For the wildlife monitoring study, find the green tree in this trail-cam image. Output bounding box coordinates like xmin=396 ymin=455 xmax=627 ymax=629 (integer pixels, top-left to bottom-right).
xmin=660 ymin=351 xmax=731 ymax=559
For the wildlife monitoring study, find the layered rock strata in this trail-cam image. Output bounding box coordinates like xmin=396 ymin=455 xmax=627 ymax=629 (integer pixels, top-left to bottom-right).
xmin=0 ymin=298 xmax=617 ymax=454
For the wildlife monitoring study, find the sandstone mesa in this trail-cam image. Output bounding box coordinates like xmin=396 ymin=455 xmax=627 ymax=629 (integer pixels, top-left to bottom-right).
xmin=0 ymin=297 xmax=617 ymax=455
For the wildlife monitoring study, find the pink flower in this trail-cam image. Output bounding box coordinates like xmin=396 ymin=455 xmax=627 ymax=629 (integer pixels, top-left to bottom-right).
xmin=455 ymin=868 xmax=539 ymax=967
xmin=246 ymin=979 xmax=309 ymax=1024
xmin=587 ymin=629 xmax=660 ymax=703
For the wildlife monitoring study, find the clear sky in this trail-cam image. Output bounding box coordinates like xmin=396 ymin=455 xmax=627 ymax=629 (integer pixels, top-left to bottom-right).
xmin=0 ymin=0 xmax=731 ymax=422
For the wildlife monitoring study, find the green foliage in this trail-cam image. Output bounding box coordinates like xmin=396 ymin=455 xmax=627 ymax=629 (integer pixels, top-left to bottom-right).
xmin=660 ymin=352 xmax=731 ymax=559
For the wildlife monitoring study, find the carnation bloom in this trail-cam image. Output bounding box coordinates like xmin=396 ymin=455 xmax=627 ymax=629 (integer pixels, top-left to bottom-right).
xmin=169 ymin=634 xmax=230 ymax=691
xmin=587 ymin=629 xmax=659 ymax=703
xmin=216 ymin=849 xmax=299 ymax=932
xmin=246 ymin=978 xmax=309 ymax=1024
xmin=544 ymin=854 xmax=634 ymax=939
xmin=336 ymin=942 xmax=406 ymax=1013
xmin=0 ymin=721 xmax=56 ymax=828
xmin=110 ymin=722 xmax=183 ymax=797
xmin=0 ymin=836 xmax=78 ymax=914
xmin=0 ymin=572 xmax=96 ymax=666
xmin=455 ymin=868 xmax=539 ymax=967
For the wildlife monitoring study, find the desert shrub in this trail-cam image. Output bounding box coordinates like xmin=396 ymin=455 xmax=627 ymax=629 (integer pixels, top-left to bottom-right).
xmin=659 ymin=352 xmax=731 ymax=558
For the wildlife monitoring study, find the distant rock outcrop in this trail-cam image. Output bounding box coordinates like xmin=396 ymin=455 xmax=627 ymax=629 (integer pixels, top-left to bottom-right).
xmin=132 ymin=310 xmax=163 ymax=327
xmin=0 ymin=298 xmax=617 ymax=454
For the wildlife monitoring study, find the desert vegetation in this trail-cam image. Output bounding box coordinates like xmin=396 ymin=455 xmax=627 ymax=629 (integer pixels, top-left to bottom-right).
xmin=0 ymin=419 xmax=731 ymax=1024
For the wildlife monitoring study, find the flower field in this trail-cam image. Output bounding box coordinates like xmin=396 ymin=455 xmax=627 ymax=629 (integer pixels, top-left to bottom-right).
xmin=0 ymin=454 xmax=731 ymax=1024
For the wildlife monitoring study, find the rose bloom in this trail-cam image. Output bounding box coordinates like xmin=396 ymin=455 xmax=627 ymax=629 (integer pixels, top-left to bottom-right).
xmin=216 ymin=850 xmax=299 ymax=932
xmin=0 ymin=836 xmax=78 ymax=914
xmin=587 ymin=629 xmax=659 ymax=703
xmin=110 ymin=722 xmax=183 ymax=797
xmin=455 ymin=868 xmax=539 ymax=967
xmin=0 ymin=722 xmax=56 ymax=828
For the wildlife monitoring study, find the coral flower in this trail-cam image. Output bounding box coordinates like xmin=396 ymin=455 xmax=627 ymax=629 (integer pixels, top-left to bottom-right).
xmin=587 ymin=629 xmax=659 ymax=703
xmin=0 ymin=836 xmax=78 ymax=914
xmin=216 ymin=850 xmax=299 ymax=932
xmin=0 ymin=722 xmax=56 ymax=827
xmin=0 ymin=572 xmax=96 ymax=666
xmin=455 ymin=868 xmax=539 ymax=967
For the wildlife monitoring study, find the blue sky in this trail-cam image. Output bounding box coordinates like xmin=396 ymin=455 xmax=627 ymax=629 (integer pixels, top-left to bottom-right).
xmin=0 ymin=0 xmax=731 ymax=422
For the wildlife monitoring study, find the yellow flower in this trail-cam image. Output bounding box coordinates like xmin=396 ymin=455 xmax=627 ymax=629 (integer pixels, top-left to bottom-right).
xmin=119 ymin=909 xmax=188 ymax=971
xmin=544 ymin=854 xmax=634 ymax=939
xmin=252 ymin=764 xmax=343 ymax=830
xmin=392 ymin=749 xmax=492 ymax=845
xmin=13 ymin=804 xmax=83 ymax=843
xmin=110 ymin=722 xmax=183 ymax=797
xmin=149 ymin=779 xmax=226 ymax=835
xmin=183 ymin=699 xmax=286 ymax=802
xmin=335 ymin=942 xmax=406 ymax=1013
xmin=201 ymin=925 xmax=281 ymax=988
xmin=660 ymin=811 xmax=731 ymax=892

■ ■ ■

PROMPT: Render all of the records above as a Markdown table with two columns, Row and Line. Put each non-blank line in its own numbered row and omit blank lines.

EXERCISE ANSWER:
| Row | Line |
|---|---|
| 1 | For the wildlife monitoring study, find the green tree in this trail-cam image. Output bounding box coordinates like xmin=396 ymin=455 xmax=627 ymax=629 (integer pixels, top-left to bottom-right). |
| 2 | xmin=660 ymin=351 xmax=731 ymax=559 |
| 3 | For the wildlife monitoring study, find the layered rock strata in this trail-cam image. Output bounding box coordinates like xmin=396 ymin=455 xmax=627 ymax=629 (integer pixels, top-left to bottom-right). |
| 4 | xmin=0 ymin=298 xmax=617 ymax=454 |
| 5 | For the wildlife monitoring study, find the sandstone mesa in this trail-cam image. Output bounding box coordinates like xmin=396 ymin=455 xmax=627 ymax=629 (integer pixels, top-left to bottom-right). |
| 6 | xmin=0 ymin=297 xmax=617 ymax=455 |
| 7 | For the wildlife monitoring study, find the pink flower in this trail-cam image. Output bounding box coordinates like xmin=396 ymin=455 xmax=627 ymax=629 (integer pixels, top-left to bottom-right). |
| 8 | xmin=455 ymin=868 xmax=539 ymax=967 |
| 9 | xmin=246 ymin=979 xmax=309 ymax=1024 |
| 10 | xmin=587 ymin=629 xmax=660 ymax=703 |
| 11 | For the wildlife monitoring study, find the clear sky in this trail-cam image. Output bounding box coordinates like xmin=396 ymin=455 xmax=627 ymax=629 (integer pixels, top-left to bottom-right). |
| 12 | xmin=0 ymin=0 xmax=731 ymax=422 |
| 13 | For the wildlife monitoring study, find the green foliage in this trail-cam image. Output bounding box coordinates like xmin=396 ymin=455 xmax=627 ymax=629 (integer pixels, top-left to bottom-right). |
| 14 | xmin=660 ymin=352 xmax=731 ymax=559 |
| 15 | For the wildlife monitoring study, find the carnation bloom in this trail-cam image. Output bounding box coordinates like xmin=396 ymin=455 xmax=627 ymax=629 (integer pixels, top-left to bottom-right). |
| 16 | xmin=169 ymin=634 xmax=230 ymax=691 |
| 17 | xmin=587 ymin=629 xmax=659 ymax=703 |
| 18 | xmin=216 ymin=849 xmax=299 ymax=932 |
| 19 | xmin=246 ymin=978 xmax=309 ymax=1024 |
| 20 | xmin=544 ymin=854 xmax=634 ymax=939 |
| 21 | xmin=336 ymin=942 xmax=406 ymax=1013 |
| 22 | xmin=0 ymin=721 xmax=56 ymax=828 |
| 23 | xmin=110 ymin=722 xmax=183 ymax=797 |
| 24 | xmin=0 ymin=836 xmax=78 ymax=914 |
| 25 | xmin=0 ymin=572 xmax=96 ymax=666 |
| 26 | xmin=455 ymin=868 xmax=539 ymax=967 |
| 27 | For the wildlife monitoring study, find the desert shrub in this trail-cam image. Output bounding box coordinates like xmin=396 ymin=455 xmax=627 ymax=629 (integer pixels, top-left to bottom-right). |
| 28 | xmin=659 ymin=352 xmax=731 ymax=558 |
| 29 | For the wildlife monitoring study, find the distant rock outcrop in this trail-cam image. Output bounding box coordinates like xmin=396 ymin=455 xmax=627 ymax=629 (integer pixels, top-left to bottom-right). |
| 30 | xmin=132 ymin=310 xmax=163 ymax=327 |
| 31 | xmin=0 ymin=298 xmax=617 ymax=454 |
| 32 | For the wildlife monitoring study, find the desert vegetation in this trail-cam image. Output bounding box coordinates like xmin=396 ymin=455 xmax=627 ymax=629 (integer pixels, top-left to bottom-right). |
| 33 | xmin=0 ymin=419 xmax=731 ymax=1024 |
| 34 | For the wildlife monitoring study, find the flower field in this trail-cam image. Output bounding box coordinates like xmin=396 ymin=455 xmax=627 ymax=629 (integer pixels, top-left to bottom-right). |
| 35 | xmin=0 ymin=454 xmax=731 ymax=1024 |
| 36 | For the wildlife monitoring study, find the rose bloom in this trail-cam image. Output bounding box coordinates like xmin=396 ymin=455 xmax=627 ymax=629 (integer pixels, top-left to bottom-right). |
| 37 | xmin=216 ymin=850 xmax=299 ymax=932 |
| 38 | xmin=0 ymin=836 xmax=78 ymax=914 |
| 39 | xmin=587 ymin=629 xmax=659 ymax=703 |
| 40 | xmin=110 ymin=722 xmax=183 ymax=797 |
| 41 | xmin=455 ymin=868 xmax=539 ymax=967 |
| 42 | xmin=0 ymin=722 xmax=56 ymax=828 |
| 43 | For the wildlife monitoring study, find the coral flower in this trail-cam image. Output bounding box coordinates like xmin=396 ymin=455 xmax=627 ymax=629 (integer pixels, top-left to bottom-right). |
| 44 | xmin=587 ymin=629 xmax=659 ymax=703 |
| 45 | xmin=0 ymin=836 xmax=78 ymax=914 |
| 46 | xmin=216 ymin=850 xmax=299 ymax=932 |
| 47 | xmin=0 ymin=722 xmax=56 ymax=827 |
| 48 | xmin=0 ymin=572 xmax=96 ymax=666 |
| 49 | xmin=455 ymin=868 xmax=539 ymax=967 |
| 50 | For the wildlife monitoring study, find the blue sky in this trail-cam image. Output bounding box coordinates like xmin=396 ymin=455 xmax=627 ymax=629 (integer pixels, top-left to bottom-right). |
| 51 | xmin=0 ymin=0 xmax=731 ymax=422 |
| 52 | For the wildlife monitoring study, find the yellow flower in this trail-cam image. Output bounding box coordinates like xmin=396 ymin=455 xmax=627 ymax=629 (integer pixels, top-left to bottom-right). |
| 53 | xmin=119 ymin=909 xmax=188 ymax=971 |
| 54 | xmin=544 ymin=854 xmax=634 ymax=939 |
| 55 | xmin=252 ymin=764 xmax=343 ymax=830 |
| 56 | xmin=392 ymin=749 xmax=492 ymax=845 |
| 57 | xmin=13 ymin=804 xmax=83 ymax=843 |
| 58 | xmin=110 ymin=722 xmax=183 ymax=797 |
| 59 | xmin=149 ymin=779 xmax=226 ymax=835 |
| 60 | xmin=183 ymin=699 xmax=286 ymax=802 |
| 61 | xmin=335 ymin=942 xmax=406 ymax=1013 |
| 62 | xmin=201 ymin=925 xmax=281 ymax=988 |
| 63 | xmin=660 ymin=811 xmax=731 ymax=892 |